(Given text)
Political paralysis gripped the nation Wednesday, with liberal opposition parties planning an all-out campaign against the conservatives who rammed through the contentious Korea-U.S. Free Trade Agreement in a snap parliamentary session.

The deepened partisan standoff is likely to delay the parliamentary handling of next year’s budget, confirmation of two Supreme Court justices and scores of other pending bills.

The Democratic Party and other liberal opposition parties started a boycott of all parliamentary sessions in protest against the ratification of the FTA by ruling party legislators Tuesday.

“What we saw yesterday is the death of democracy in Korea,” DP chairman Rep. Sohn Hak-kyu said in a meeting of party leaders. “We will hold large outdoor rallies, possibly this weekend, together with other opposition parties and civic groups.” 
Opposition lawmakers hold a rally at the National Assembly on Wednesday to protest the ruling party’s railroading of the Korea-U.S. Free Trade Agreement the previous day. (Yonhap News)
Opposition lawmakers hold a rally at the National Assembly on Wednesday to protest the ruling party’s railroading of the Korea-U.S. Free Trade Agreement the previous day. (Yonhap News)

The ruling Grand National Party had caught opposition parties off-guard Tuesday afternoon, calling a snap full-house vote on the pact.

The Korea-U.S. FTA, the country’s largest trade deal ever, was ratified by a 151-7 vote. Outnumbered opposition members abstained en masse, crying foul. A member of the far-left minority Democratic Labor Party set off a teargas canister inside the parliamentary chamber in a failed bid to stop the vote.

“We will fight to the end to have the ratification annulled and discard toxic clauses through renegotiations, such as those on the investor-state disputes settlement mechanism,” DP whip Kim Jin-pyo said.
(End Given text)
(Given data)
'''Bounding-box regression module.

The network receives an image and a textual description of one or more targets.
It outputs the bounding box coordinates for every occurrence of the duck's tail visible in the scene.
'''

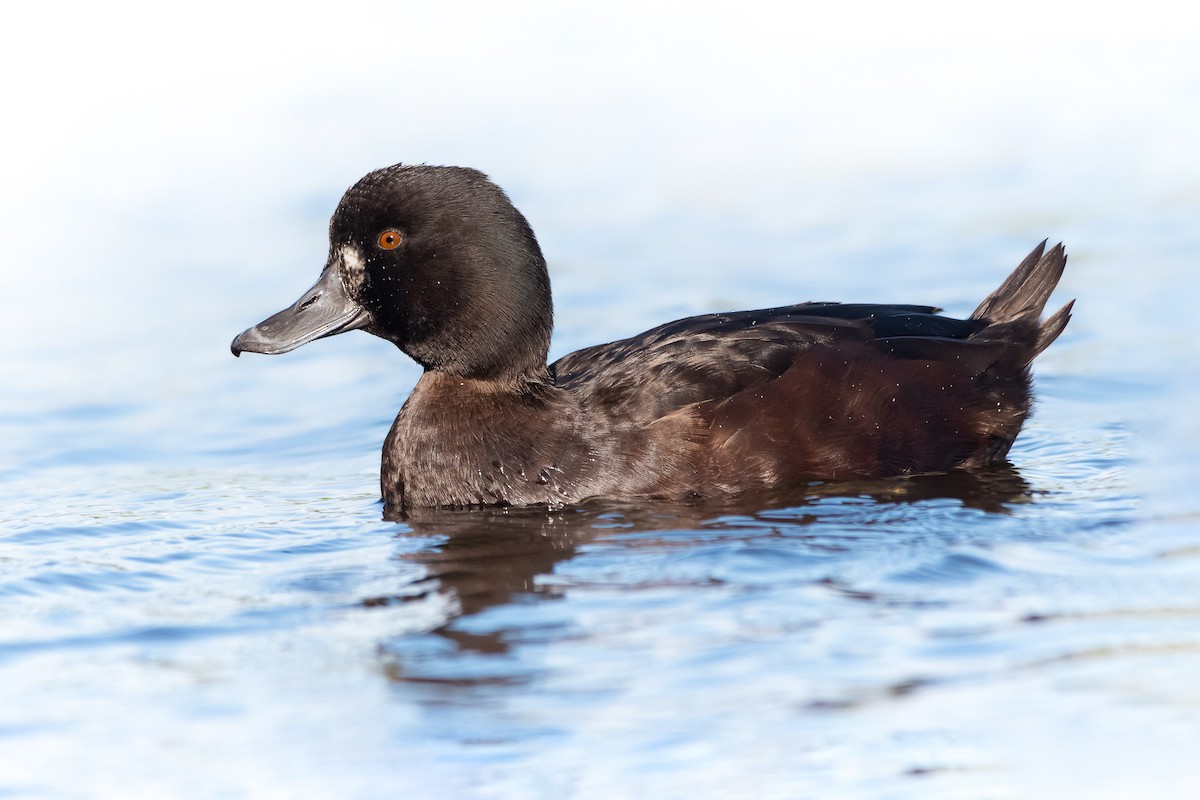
[971,240,1075,363]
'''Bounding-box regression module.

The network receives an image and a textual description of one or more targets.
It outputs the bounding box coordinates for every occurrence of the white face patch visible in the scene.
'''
[338,245,366,300]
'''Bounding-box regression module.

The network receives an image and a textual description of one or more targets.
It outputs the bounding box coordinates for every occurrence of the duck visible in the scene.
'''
[232,164,1074,515]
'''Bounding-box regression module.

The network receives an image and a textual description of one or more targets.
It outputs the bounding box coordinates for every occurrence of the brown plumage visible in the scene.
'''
[233,166,1072,512]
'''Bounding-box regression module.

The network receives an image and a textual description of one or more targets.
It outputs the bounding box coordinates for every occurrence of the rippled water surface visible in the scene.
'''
[0,4,1200,799]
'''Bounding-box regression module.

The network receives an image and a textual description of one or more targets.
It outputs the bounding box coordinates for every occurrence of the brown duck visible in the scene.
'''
[232,166,1072,512]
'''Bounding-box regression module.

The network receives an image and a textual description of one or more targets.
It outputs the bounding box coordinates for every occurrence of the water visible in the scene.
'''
[0,4,1200,799]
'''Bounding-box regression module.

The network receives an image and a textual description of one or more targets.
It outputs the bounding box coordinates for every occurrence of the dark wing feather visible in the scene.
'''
[551,302,990,423]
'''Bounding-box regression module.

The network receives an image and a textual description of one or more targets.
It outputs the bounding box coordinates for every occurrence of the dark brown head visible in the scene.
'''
[233,164,552,380]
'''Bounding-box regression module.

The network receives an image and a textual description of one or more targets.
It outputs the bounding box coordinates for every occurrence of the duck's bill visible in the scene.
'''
[229,266,371,355]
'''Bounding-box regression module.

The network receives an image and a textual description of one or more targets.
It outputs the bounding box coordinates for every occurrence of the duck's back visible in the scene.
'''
[552,241,1069,495]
(End Given data)
Exercise A> Summarize the article on the Korea-U.S. Free Trade Agreement's ratification in two sentences.
Exercise B> Carry the article on the Korea-U.S. Free Trade Agreement's ratification forward from its final paragraph.

Exercise result A> After the ruling Grand National Party called a snap vote on Tuesday and ratified the Korea-U.S. Free Trade Agreement by 151-7 while opposition members abstained, the Democratic Party and other liberal opposition parties began boycotting all parliamentary sessions and announced large outdoor rallies. The standoff is likely to delay the handling of next year's budget, the confirmation of two Supreme Court justices and scores of pending bills, and the Democratic Party vowed to fight to have the ratification annulled.

Exercise result B>
The FTA issue is uniting the country’s center-left and far-left forces against conservatives ahead of major elections next year.

Leaders of the DP and four smaller liberal groups held a meeting Wednesday to coordinate their response, while about 40 of their legislators staged a joint rally in front of the main Assembly chamber.

The GNP, in contrast, was lying low, fearing a possible public backlash.

“We will do our best to implement supportive measures for farmers, small- and medium-sized firms and others who may face hardship once the FTA takes effect,” said Rep. Kim Ki-kyun, the party’s spokesperson. He added that the party will consult with the government about the renegotiation on the controversial investor-state dispute settlement system, following up on President Lee Myung-bak’s promise earlier in the month.

Lee, trying to persuade opposition leaders, proposed that he would push to open talks with the U.S. on the ISD clauses, once parliamentarians first ratifies the deal. The DP had rejected the offer, demanding Lee to back up his word with a written agreement between two governments about the renegotiations.

The Presidential Office of Cheong Wa Dae on Tuesday said Lee’s offer was still valid and that he would propose talks to the U.S.